## STUDY TEXT:
○ ○ ○

As a municipality in the Province of Isabela, government officials at the provincial and municipal levels are voted by the town. The provincial government has political jurisdiction over most local transactions of the municipal government.

The Municipality of Divilacan is governed by a mayor, designated as its local chief executive, and by a municipal council as its legislative body in accordance with the Local Government Code. The mayor, vice mayor, and the municipal councilors are elected directly by the people through an election held every three years.

Barangays are also headed by elected officials: Barangay Captain, Barangay Council, whose members are called Barangay Councilors. The barangays have SK federation which represents the barangay, headed by SK chairperson and whose members are called SK councilors. All officials are also elected every three years.

===Elected officials===

Members of the Divilacan Municipal Council (2022-2025)
| Position | Name |
| District Representative | Antonio T. Albano |
| Municipal Mayor | Venturito C. Bulan |
| Municipal Vice-Mayor | Alfredo P. Custodio |
| Municipal Councilors | Melvin Dan C. Bulan |
Olegario S. Cortez
Hercleo T. Limboy
Cesar P. Tabbada
Fredirick O. Custodio
Marina G. Equias
Antonio b. Singueo
Erlinda C. Factora

===Congress representation===
Divilacan, belonging to the first legislative district of the province of Isabela, is currently represented by Antonio T. Albano.

==Education==
The Schools Division of Isabela governs the town's public education system. The division office is a field office of the DepEd in Cagayan Valley. The Palanan Schools District Office governs the public and private elementary and public and private high schools throughout the municipality.

○ ○ ○

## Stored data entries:
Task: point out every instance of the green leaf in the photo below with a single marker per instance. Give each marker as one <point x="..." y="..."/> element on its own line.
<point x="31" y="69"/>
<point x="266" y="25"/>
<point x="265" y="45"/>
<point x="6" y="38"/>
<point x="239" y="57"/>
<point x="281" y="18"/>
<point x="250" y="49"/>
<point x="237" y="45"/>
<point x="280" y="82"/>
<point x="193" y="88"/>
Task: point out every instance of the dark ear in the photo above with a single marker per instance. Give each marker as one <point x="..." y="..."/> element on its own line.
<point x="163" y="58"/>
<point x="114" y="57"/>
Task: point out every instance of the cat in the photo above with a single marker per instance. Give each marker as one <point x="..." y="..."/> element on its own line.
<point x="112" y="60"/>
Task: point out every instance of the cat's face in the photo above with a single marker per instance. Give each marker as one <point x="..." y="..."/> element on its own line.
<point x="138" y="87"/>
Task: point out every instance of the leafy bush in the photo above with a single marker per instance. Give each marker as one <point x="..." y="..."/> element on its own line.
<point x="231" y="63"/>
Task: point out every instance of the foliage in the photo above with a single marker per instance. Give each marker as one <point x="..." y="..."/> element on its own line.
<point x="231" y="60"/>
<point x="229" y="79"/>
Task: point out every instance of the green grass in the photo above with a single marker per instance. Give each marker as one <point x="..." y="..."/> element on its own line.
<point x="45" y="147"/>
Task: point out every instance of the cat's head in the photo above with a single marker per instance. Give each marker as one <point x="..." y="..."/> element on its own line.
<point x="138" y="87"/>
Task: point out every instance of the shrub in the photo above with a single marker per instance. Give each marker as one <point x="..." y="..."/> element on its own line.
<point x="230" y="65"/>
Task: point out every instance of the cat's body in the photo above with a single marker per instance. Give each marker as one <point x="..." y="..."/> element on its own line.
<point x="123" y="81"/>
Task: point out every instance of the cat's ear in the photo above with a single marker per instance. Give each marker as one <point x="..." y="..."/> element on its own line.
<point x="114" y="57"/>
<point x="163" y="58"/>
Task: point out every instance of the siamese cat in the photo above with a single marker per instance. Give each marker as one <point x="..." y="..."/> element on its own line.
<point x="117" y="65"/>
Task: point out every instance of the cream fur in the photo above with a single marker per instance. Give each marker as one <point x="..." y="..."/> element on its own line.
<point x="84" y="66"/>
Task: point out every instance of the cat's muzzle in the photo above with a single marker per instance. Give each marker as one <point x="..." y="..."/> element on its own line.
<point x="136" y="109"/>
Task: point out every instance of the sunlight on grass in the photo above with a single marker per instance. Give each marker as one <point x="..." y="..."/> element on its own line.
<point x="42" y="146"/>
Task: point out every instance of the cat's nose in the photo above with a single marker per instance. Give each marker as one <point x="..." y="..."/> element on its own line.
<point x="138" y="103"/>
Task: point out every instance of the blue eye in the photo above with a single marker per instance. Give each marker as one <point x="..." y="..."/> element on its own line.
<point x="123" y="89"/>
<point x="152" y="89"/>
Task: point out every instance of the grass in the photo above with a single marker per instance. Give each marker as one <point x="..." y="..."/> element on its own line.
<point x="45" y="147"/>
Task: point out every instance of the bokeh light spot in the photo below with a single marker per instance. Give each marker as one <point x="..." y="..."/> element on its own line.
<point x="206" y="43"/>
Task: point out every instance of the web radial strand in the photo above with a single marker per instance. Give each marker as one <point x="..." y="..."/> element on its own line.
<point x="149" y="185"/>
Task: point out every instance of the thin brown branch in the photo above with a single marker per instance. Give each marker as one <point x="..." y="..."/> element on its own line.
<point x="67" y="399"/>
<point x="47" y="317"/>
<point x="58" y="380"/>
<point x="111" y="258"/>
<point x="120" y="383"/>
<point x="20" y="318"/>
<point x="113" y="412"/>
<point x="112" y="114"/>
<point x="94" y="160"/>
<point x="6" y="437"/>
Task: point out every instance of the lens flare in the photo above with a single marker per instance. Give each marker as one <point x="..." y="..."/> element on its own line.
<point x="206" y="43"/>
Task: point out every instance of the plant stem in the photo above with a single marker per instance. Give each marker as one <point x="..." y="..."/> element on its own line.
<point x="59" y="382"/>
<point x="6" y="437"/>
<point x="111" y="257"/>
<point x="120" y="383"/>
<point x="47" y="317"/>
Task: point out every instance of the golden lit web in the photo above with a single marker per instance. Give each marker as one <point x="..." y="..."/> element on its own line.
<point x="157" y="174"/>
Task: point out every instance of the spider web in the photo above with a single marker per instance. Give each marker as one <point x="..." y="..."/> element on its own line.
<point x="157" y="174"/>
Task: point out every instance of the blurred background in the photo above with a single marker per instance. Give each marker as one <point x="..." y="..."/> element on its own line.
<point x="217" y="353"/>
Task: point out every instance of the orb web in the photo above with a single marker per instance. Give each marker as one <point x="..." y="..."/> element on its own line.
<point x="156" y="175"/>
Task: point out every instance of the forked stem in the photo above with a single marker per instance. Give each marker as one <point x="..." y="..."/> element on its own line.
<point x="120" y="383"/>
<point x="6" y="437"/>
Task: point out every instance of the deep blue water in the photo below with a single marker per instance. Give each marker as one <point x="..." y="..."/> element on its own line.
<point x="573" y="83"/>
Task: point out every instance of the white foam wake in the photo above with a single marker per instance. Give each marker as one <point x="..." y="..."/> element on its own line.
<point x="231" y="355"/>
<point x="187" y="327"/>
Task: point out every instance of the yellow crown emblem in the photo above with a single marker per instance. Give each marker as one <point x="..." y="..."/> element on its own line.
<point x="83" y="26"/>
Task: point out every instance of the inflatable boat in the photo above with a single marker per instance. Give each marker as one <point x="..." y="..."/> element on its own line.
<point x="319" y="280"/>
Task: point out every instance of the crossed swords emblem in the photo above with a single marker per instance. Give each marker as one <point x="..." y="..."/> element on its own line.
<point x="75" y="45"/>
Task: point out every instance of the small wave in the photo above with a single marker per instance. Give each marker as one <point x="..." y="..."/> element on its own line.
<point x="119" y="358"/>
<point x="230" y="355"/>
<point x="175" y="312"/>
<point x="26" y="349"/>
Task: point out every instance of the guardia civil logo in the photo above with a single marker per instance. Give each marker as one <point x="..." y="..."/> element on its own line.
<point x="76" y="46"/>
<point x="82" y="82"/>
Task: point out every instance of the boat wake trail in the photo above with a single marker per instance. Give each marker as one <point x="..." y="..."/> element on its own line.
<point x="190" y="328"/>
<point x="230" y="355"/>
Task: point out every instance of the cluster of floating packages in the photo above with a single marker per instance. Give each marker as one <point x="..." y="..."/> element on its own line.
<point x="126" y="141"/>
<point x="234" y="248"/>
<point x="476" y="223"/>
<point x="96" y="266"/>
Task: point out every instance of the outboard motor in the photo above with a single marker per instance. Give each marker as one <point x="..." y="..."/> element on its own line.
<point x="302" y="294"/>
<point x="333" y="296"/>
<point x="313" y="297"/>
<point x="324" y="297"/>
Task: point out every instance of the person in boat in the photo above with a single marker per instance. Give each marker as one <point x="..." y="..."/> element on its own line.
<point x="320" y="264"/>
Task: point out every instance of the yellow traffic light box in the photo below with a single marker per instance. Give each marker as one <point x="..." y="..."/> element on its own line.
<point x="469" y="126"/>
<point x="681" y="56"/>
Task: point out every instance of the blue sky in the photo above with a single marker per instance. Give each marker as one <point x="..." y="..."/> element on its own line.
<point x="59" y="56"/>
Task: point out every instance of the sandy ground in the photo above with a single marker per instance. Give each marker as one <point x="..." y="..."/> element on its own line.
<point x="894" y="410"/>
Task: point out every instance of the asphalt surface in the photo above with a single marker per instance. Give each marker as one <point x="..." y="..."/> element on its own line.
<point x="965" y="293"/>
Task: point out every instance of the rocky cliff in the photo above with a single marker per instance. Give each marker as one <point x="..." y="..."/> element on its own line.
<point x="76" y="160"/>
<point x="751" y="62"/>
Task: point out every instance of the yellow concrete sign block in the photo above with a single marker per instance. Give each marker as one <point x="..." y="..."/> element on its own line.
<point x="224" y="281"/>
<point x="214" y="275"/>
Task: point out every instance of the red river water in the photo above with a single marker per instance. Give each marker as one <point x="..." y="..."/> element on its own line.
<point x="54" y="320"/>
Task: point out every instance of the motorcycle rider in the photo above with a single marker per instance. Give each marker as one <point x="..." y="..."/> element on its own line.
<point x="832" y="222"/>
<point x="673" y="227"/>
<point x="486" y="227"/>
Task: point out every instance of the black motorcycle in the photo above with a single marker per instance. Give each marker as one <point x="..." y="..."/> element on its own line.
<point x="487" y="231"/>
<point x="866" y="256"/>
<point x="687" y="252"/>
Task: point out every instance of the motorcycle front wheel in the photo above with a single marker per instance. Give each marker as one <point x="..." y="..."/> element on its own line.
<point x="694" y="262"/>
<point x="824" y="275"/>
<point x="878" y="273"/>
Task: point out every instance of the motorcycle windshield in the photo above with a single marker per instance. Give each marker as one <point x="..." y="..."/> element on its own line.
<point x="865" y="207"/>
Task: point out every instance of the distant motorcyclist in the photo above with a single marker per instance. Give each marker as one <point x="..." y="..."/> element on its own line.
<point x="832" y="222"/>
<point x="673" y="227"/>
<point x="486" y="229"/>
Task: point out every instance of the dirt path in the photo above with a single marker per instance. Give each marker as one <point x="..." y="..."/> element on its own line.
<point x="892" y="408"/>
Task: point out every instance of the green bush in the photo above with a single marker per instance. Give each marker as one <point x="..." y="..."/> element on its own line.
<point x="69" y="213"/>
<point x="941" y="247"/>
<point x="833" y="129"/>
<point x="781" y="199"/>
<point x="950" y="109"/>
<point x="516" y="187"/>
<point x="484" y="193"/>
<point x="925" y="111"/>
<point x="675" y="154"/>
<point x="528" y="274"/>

○ ○ ○

## TASK ITEM:
Output the complete Divilacan text verbatim. Rely on the Divilacan text alone.

## ANSWER SECTION:
As a municipality in the Province of Isabela, government officials at the provincial and municipal levels are voted by the town. The provincial government has political jurisdiction over most local transactions of the municipal government.

The Municipality of Divilacan is governed by a mayor, designated as its local chief executive, and by a municipal council as its legislative body in accordance with the Local Government Code. The mayor, vice mayor, and the municipal councilors are elected directly by the people through an election held every three years.

Barangays are also headed by elected officials: Barangay Captain, Barangay Council, whose members are called Barangay Councilors. The barangays have SK federation which represents the barangay, headed by SK chairperson and whose members are called SK councilors. All officials are also elected every three years.

===Elected officials===

Members of the Divilacan Municipal Council (2022-2025)
| Position | Name |
| District Representative | Antonio T. Albano |
| Municipal Mayor | Venturito C. Bulan |
| Municipal Vice-Mayor | Alfredo P. Custodio |
| Municipal Councilors | Melvin Dan C. Bulan |
Olegario S. Cortez
Hercleo T. Limboy
Cesar P. Tabbada
Fredirick O. Custodio
Marina G. Equias
Antonio b. Singueo
Erlinda C. Factora

===Congress representation===
Divilacan, belonging to the first legislative district of the province of Isabela, is currently represented by Antonio T. Albano.

==Education==
The Schools Division of Isabela governs the town's public education system. The division office is a field office of the DepEd in Cagayan Valley. The Palanan Schools District Office governs the public and private elementary and public and private high schools throughout the municipality.